**** Stored records
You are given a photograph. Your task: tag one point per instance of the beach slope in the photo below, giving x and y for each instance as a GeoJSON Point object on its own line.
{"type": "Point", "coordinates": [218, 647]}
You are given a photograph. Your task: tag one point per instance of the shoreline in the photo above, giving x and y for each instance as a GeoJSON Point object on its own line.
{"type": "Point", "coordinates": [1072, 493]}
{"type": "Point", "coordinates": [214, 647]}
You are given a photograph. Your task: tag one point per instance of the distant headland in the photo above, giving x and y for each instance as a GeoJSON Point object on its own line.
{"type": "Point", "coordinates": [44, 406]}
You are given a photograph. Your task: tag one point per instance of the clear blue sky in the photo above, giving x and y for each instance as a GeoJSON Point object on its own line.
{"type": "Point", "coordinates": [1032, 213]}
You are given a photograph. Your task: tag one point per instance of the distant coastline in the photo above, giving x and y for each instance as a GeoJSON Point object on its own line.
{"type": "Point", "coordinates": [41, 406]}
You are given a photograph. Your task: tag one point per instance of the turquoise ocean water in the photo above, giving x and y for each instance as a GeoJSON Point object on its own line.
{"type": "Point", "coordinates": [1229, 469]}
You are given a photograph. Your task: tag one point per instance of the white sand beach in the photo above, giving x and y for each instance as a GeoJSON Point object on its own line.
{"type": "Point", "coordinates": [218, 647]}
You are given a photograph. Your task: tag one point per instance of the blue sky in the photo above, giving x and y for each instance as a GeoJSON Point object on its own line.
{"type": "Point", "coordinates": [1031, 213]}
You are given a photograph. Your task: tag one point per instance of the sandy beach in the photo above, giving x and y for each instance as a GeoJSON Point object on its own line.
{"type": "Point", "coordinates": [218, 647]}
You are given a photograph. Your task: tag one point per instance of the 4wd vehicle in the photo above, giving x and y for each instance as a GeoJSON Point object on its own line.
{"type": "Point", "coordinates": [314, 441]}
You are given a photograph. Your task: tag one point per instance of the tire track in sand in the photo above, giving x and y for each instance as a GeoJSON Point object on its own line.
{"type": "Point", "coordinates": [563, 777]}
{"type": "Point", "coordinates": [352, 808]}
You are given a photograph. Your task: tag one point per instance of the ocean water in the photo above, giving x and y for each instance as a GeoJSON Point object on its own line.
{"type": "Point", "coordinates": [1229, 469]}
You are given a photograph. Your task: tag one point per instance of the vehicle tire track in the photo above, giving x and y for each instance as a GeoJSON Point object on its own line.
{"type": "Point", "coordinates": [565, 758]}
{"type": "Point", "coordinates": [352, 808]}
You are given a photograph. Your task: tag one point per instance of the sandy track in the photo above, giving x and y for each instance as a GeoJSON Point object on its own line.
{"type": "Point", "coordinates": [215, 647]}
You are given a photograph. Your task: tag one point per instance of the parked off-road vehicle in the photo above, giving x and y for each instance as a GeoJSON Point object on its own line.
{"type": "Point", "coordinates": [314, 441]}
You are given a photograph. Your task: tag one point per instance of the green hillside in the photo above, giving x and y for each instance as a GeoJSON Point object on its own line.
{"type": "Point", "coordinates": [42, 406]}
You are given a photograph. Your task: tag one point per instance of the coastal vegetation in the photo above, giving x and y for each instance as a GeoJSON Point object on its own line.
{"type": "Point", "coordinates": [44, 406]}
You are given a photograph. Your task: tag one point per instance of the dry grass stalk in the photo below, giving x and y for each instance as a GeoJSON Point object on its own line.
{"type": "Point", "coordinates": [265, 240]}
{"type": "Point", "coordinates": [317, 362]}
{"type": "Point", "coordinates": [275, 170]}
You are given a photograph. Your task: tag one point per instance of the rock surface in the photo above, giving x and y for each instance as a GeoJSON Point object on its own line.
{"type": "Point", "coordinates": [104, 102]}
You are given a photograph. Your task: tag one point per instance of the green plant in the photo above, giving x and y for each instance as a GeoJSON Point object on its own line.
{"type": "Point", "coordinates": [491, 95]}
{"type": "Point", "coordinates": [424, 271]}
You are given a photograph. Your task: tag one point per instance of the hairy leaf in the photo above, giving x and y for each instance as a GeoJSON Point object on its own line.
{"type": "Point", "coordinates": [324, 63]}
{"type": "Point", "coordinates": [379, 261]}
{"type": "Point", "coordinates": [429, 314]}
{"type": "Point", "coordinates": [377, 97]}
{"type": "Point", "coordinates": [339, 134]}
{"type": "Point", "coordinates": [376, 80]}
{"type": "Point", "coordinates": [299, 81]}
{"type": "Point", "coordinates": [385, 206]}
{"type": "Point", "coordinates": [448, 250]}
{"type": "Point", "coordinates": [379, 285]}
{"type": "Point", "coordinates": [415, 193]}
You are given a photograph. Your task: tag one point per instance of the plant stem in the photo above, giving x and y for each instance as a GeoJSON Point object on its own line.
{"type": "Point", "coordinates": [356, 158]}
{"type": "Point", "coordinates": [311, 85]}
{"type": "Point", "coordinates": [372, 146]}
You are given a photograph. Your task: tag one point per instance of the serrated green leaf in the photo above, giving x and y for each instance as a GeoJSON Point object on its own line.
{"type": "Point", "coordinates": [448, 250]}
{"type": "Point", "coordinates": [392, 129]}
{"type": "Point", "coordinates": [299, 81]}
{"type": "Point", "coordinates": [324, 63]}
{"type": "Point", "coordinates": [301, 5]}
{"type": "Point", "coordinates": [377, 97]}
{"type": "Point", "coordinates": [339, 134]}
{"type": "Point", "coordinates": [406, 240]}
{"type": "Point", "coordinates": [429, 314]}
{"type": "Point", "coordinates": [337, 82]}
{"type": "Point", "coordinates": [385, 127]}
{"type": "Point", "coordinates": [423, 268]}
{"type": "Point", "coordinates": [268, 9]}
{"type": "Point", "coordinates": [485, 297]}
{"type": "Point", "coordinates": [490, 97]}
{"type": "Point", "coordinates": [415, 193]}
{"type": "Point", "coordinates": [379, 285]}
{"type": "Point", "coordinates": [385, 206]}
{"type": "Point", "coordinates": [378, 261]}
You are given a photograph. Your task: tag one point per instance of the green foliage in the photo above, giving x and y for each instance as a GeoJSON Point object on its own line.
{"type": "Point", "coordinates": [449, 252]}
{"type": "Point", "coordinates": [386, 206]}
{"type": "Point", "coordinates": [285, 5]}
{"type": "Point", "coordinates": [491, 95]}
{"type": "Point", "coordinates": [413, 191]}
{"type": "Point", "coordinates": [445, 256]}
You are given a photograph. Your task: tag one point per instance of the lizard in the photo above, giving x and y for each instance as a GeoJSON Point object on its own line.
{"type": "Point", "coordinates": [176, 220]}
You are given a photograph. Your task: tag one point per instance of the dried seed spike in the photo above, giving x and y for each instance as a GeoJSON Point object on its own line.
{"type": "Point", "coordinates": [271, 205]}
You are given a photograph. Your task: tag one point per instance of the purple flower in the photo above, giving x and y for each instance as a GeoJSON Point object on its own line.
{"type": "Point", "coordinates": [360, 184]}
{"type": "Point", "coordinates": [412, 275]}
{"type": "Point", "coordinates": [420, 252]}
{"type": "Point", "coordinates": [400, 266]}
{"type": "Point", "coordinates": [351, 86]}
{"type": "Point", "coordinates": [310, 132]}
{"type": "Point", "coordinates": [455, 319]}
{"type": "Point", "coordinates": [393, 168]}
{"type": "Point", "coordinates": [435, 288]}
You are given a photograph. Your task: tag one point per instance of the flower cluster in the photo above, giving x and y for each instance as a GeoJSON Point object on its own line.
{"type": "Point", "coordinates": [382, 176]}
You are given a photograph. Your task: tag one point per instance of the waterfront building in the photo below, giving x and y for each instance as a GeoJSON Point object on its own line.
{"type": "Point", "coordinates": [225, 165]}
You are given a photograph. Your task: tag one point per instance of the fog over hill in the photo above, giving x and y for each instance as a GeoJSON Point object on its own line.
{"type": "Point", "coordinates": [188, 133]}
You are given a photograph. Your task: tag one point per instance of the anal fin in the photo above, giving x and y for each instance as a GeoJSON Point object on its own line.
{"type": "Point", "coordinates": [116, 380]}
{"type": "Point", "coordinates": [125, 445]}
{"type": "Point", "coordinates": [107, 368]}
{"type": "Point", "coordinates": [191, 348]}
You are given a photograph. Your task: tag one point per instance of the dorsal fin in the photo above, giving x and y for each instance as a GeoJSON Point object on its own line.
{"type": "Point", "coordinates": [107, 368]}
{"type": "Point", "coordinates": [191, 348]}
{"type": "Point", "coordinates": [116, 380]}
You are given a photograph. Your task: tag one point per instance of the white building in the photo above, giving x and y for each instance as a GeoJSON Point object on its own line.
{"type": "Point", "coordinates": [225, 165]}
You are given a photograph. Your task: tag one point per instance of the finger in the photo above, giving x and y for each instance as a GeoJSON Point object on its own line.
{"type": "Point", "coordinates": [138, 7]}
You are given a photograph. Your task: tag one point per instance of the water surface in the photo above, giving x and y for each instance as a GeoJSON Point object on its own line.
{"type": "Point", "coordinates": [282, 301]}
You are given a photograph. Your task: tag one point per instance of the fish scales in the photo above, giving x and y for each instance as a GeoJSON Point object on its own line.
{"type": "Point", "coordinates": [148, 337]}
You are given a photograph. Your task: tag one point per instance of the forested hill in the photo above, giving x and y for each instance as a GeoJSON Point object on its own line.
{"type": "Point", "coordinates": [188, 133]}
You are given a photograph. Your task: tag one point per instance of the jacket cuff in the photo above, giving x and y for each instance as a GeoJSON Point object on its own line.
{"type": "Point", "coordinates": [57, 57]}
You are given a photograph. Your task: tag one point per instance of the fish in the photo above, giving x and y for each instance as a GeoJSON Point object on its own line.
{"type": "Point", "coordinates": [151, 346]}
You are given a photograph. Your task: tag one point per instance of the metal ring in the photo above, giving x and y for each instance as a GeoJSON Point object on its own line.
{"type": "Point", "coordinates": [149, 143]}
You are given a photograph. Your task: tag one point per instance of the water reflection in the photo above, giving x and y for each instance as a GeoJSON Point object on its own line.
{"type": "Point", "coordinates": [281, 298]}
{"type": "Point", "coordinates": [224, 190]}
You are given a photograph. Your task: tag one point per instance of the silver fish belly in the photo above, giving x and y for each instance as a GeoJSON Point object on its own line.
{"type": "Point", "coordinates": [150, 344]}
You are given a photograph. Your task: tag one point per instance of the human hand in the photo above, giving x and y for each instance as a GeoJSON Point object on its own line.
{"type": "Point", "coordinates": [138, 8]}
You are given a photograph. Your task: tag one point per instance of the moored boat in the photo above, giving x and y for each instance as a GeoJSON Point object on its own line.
********
= Set problem =
Every line from the one holding "of the silver" through the final line of the listing must be echoed exactly; leave out all other lines.

= The output =
You are given a photograph. Your task: tag one point per instance of the silver fish belly in the photo above, giving x and y for each instance as a GeoJSON Point object on its own line.
{"type": "Point", "coordinates": [150, 344]}
You are given a photograph. Your task: tag one point per instance of the human hand in the photo above, giving x and y for each instance as a GeoJSON Point object on its own line.
{"type": "Point", "coordinates": [138, 8]}
You are given a photograph. Your task: tag one point per instance of the moored boat in the photo above, giving x and y for each instance as a GeoJSON Point object on its own line.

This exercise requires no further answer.